_Aim of the task:_ Reproduce each of the rows below line by line, without changing a single character.

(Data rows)
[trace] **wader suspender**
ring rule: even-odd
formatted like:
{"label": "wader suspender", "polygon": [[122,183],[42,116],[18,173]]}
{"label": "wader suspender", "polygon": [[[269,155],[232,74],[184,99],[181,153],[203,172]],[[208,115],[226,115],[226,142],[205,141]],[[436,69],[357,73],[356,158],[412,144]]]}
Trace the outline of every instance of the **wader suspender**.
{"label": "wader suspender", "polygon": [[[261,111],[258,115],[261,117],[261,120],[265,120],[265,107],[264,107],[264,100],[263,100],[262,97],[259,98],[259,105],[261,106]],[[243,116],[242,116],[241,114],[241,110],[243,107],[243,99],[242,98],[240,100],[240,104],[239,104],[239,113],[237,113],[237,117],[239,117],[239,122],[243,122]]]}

_Written response:_
[trace] **wader suspender**
ring rule: even-odd
formatted like:
{"label": "wader suspender", "polygon": [[122,183],[42,116],[18,173]]}
{"label": "wader suspender", "polygon": [[[269,155],[232,74],[184,99],[181,153],[203,172]],[[208,115],[226,115],[226,142],[205,141]],[[436,69],[357,73],[356,158],[412,144]]]}
Trace the outline of every instance of the **wader suspender**.
{"label": "wader suspender", "polygon": [[[261,111],[258,115],[261,117],[261,120],[265,120],[265,107],[264,107],[264,100],[263,100],[262,97],[259,98],[259,105],[261,106]],[[243,116],[242,116],[241,114],[241,110],[243,107],[243,99],[242,98],[240,100],[240,104],[239,104],[239,113],[237,113],[237,117],[239,117],[239,122],[243,122]]]}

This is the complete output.